(Dataset excerpts)

_ _ _ _

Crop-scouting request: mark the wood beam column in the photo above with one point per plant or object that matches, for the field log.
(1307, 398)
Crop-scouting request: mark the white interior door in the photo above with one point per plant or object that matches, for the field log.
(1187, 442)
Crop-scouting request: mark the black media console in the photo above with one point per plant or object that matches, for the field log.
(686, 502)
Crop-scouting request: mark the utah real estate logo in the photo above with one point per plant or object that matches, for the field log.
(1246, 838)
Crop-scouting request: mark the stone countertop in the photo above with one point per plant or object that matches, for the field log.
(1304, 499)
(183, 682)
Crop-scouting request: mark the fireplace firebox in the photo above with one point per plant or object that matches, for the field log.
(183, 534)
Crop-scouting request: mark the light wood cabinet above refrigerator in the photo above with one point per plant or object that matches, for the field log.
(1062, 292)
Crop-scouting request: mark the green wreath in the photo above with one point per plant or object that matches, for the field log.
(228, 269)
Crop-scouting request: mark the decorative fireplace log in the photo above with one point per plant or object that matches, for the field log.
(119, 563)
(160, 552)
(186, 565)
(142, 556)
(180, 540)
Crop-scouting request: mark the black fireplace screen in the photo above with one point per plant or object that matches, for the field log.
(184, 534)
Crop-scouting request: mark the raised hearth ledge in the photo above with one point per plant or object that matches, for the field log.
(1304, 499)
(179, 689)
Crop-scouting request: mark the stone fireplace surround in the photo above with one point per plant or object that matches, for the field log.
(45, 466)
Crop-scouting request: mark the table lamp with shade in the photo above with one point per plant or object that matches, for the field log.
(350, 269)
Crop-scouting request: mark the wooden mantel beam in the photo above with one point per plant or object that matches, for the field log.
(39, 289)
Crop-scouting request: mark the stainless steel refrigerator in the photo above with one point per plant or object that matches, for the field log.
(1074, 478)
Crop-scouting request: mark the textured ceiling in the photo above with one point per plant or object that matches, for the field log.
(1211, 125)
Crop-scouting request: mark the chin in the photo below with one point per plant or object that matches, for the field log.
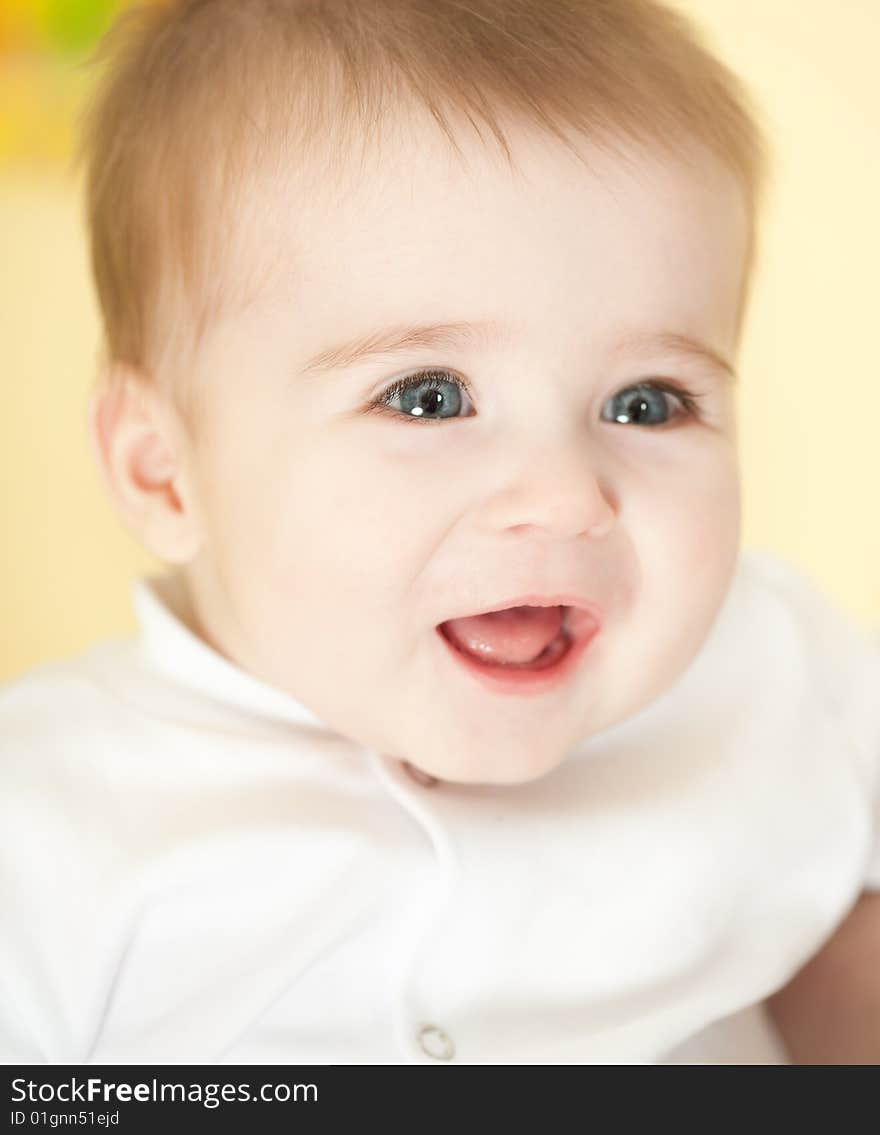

_ _ _ _

Without the pictures, transcribe the lines from the one containing "Crop-scouting request: mark the textured" through the end of the data, exactly and only those.

Expected answer:
Crop-scouting request: mark the textured ceiling in the photo above with one point per plant or object that matches, for the field log.
(1211, 125)
Crop-scouting request: mark the chin in the photo below with one point per plant or object that matches, for the field log.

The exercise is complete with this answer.